Records from a point labeling set:
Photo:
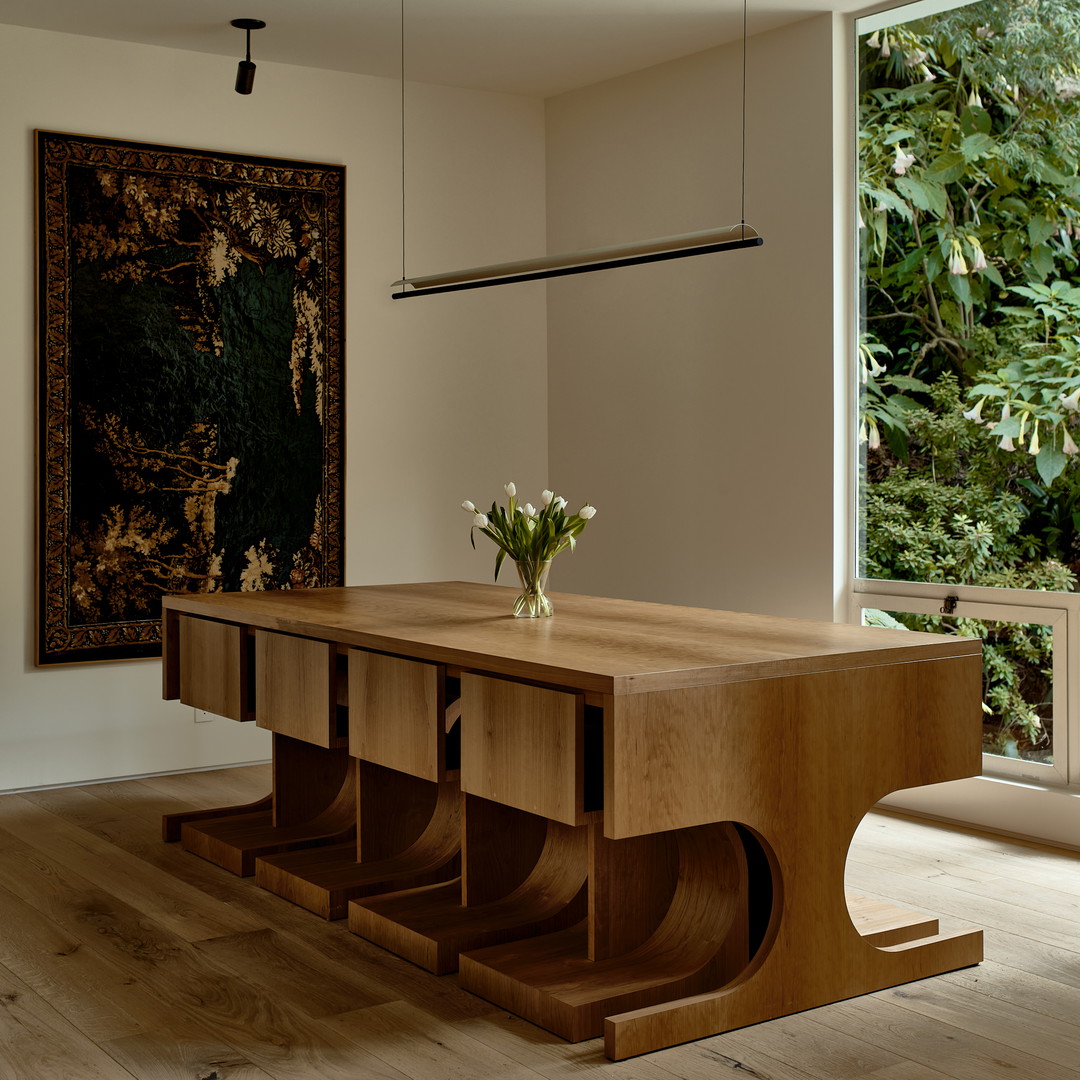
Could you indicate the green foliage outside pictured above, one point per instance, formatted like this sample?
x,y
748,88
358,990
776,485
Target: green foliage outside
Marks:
x,y
970,346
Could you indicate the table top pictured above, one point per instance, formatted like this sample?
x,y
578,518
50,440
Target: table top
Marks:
x,y
591,644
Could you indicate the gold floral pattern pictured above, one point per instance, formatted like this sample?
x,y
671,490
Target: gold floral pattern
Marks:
x,y
186,297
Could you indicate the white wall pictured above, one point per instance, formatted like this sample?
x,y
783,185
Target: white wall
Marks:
x,y
692,401
434,387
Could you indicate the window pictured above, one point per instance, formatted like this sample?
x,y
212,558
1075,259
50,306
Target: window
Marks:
x,y
969,354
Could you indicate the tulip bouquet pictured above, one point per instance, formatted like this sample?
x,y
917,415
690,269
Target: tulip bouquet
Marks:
x,y
531,538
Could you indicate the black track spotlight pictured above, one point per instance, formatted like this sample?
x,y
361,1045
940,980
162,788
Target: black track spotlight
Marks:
x,y
245,69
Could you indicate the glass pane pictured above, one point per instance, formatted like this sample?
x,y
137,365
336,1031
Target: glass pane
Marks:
x,y
969,348
1017,678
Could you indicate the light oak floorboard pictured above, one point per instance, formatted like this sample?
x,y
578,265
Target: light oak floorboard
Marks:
x,y
125,958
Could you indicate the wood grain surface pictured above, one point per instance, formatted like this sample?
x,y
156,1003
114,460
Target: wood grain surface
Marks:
x,y
603,646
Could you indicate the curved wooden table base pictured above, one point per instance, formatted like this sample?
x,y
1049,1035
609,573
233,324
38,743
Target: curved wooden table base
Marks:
x,y
432,927
313,804
686,782
324,879
566,984
172,823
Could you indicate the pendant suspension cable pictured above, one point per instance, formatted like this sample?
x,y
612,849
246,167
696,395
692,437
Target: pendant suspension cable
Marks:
x,y
742,208
402,72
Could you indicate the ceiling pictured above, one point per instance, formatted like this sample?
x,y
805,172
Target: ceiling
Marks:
x,y
521,46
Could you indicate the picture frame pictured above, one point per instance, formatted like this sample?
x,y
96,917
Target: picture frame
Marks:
x,y
191,401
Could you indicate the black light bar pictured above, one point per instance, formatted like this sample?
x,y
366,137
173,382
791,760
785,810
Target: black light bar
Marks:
x,y
705,242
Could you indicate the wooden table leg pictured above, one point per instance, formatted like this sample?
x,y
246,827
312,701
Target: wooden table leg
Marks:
x,y
522,876
409,835
813,955
667,917
313,802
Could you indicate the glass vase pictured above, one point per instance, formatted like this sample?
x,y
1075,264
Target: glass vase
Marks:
x,y
532,603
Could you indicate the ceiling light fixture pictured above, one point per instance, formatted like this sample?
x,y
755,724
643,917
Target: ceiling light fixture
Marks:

INSTRUCTIONS TO FOLLOW: Write out the data precisely as given, excluding the pictures.

RESULT OF THE TASK:
Photo:
Could you indicate the green foliage outside pictured above, one point per instance, formatted like this sample?
x,y
748,88
358,990
776,485
Target: green foliage outside
Marks:
x,y
970,346
Could you indicate the table top pictured above, one point per instance, formatted like this sample?
x,y
578,518
50,440
Target: table top
Marks:
x,y
591,644
Could you indicate the gold floral pattern pictured above, one point per instance, formatted like this sample?
x,y
671,490
Target: gold floral pattern
Marks:
x,y
186,297
Could you indicate the white wall pictured above, one point per instance, formatted like this sample?
x,y
783,185
Target: white wall
Marks:
x,y
692,401
434,387
Could you indicate the window pictured above, one point per instance, formatted like this sample?
x,y
212,558
1075,259
50,306
Target: window
Marks:
x,y
969,354
Could you indicate the tulip bouquet pictured above, one point per instance, formatted like this sample?
x,y
917,415
690,269
Target: tulip bouquet
Marks:
x,y
531,538
Could you indicate the black track spotlight pictured above, one point per instance, formatted like this sample?
x,y
361,1045
940,980
162,788
Target: black track spotlight
Marks:
x,y
245,69
Could you indicate the glass pane pictured above, one point per instance, formatted like this sample?
x,y
137,365
336,1031
Target: glass pane
Marks:
x,y
969,348
1017,678
Could you indicate the light oak floorboard pictured above, one point per instance, formatted like this sample?
x,y
578,265
Target: light oak floorboard
Marks:
x,y
125,958
Could you indicate the wood grain surface pictured above, one point per instance, formatted like this sample?
x,y
156,1003
114,460
Target: wood grain surface
Marks:
x,y
603,646
Could you indicate the curved wooden table base pictured above, one point per instance, formatted like this sample?
x,y
1049,1035
609,573
233,324
38,743
Target: curved wooden table base
Marks:
x,y
432,927
313,804
686,782
324,879
566,984
172,823
Could you indicate the pendant suspension cable pictured above, one point per instance, formatted like this sample?
x,y
612,849
246,167
696,395
692,437
Target: pendant suspension cable
Marks:
x,y
742,208
402,72
Could you indicate the ceiling pictured above, one point per instance, formatted like this sample?
x,y
805,172
Target: ceiling
Marks:
x,y
521,46
Could you indicate the picture frame pictured above, one point per instance, formatted like this sample?
x,y
96,917
Target: picture frame
Marks:
x,y
191,401
Could you indicate the black light bar pictured above, one point per instance, formatted like this sample?
x,y
366,137
173,382
791,760
785,810
Target: black light bar
Marks:
x,y
705,242
Could you indicate the wooden table leg pictured above, one point per instance, formatted like this sample?
x,y
246,827
312,701
Target: wooden table leg
Marks:
x,y
522,876
409,835
813,955
667,917
313,802
Could you indicate the glass vase pictured above, one point per instance, formatted like this sample?
x,y
1075,264
Target: glass vase
Marks:
x,y
532,603
Could you indicate the ceiling light fixture pictured above, one point per instance, formatted like this sample?
x,y
755,724
643,917
Target: ceiling light fixture
Marks:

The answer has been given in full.